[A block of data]
— BEGIN —

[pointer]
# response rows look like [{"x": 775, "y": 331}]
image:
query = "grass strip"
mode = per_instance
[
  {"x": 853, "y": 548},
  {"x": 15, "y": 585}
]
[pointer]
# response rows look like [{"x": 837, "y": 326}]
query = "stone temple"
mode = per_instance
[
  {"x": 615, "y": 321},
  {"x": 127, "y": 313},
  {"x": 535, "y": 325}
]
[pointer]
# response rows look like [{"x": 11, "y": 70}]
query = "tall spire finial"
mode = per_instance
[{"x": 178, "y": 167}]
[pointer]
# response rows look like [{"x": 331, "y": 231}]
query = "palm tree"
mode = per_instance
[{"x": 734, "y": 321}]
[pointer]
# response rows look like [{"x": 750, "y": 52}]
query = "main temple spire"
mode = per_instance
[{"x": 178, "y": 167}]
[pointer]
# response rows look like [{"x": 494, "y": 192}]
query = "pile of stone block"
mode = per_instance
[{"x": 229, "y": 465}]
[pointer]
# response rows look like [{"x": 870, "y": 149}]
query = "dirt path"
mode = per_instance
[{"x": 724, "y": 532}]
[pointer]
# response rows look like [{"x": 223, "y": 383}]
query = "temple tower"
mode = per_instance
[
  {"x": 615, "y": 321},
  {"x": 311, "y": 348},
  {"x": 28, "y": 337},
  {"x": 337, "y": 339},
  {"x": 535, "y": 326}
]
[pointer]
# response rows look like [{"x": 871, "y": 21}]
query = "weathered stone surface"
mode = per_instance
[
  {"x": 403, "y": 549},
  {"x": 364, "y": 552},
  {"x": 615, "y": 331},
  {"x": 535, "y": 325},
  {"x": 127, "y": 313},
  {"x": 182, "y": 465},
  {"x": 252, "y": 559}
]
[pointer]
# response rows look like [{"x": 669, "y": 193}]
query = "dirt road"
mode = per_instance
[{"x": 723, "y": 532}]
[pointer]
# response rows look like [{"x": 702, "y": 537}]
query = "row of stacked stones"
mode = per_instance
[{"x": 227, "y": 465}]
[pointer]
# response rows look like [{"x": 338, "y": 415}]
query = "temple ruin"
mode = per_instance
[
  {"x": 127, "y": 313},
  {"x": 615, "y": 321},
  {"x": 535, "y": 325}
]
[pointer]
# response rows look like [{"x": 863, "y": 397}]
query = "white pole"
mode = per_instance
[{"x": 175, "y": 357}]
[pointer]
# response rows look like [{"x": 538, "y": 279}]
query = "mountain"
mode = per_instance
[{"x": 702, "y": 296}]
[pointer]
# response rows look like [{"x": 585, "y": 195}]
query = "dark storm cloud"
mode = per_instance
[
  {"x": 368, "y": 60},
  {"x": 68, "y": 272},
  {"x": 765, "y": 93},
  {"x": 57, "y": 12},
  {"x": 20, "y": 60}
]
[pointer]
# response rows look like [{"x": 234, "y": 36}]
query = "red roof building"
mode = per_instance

— END —

→ **What you need to do**: Each record above should be restated word for word.

→ **Task answer**:
[pointer]
# response rows look like [{"x": 775, "y": 331}]
image:
query = "grass strip"
mode = per_instance
[
  {"x": 853, "y": 548},
  {"x": 15, "y": 585}
]
[pointer]
# response rows look like [{"x": 837, "y": 326}]
query = "stone temple"
mode = per_instance
[
  {"x": 615, "y": 321},
  {"x": 127, "y": 313},
  {"x": 535, "y": 325}
]
[pointer]
# response rows look like [{"x": 11, "y": 70}]
query = "tall spire finial"
mode = per_instance
[{"x": 178, "y": 167}]
[pointer]
# response rows look like [{"x": 331, "y": 231}]
query = "palm tree"
mode = per_instance
[{"x": 734, "y": 321}]
[pointer]
# response rows look like [{"x": 750, "y": 52}]
query = "main temple spire"
mode = per_instance
[{"x": 178, "y": 167}]
[pointer]
# response rows look like [{"x": 494, "y": 192}]
query = "pile of stone block"
mode = per_instance
[{"x": 229, "y": 465}]
[pointer]
# response rows look like [{"x": 870, "y": 149}]
query = "dirt path"
mode = per_instance
[{"x": 724, "y": 532}]
[pointer]
# response rows look like [{"x": 223, "y": 383}]
query = "temple tower"
mode = per_instance
[
  {"x": 615, "y": 321},
  {"x": 311, "y": 348},
  {"x": 28, "y": 337},
  {"x": 337, "y": 339},
  {"x": 535, "y": 326}
]
[pointer]
# response rows look like [{"x": 871, "y": 21}]
query = "weathered stone surface"
mode = per_instance
[
  {"x": 403, "y": 549},
  {"x": 364, "y": 552},
  {"x": 615, "y": 331},
  {"x": 535, "y": 325},
  {"x": 127, "y": 313},
  {"x": 182, "y": 465},
  {"x": 252, "y": 559}
]
[pointer]
# response rows look like [{"x": 669, "y": 193}]
query = "dirt road"
mode = per_instance
[{"x": 723, "y": 532}]
[pointer]
# response rows look like [{"x": 702, "y": 537}]
query = "row of stacked stones"
mode = per_instance
[{"x": 227, "y": 465}]
[pointer]
# response rows look like [{"x": 338, "y": 415}]
query = "temple ruin"
mode = per_instance
[
  {"x": 127, "y": 313},
  {"x": 615, "y": 321},
  {"x": 535, "y": 325}
]
[pointer]
# response rows look like [{"x": 863, "y": 397}]
query = "white pole"
mode = per_instance
[{"x": 175, "y": 357}]
[pointer]
# response rows look like [{"x": 538, "y": 279}]
query = "mountain"
mode = per_instance
[{"x": 702, "y": 296}]
[pointer]
# response rows look like [{"x": 585, "y": 195}]
query = "dark storm cloud"
mode = per_instance
[
  {"x": 368, "y": 60},
  {"x": 68, "y": 272},
  {"x": 765, "y": 93},
  {"x": 57, "y": 12},
  {"x": 20, "y": 60}
]
[pointer]
# response rows look like [{"x": 234, "y": 36}]
query = "red roof building"
mode = per_instance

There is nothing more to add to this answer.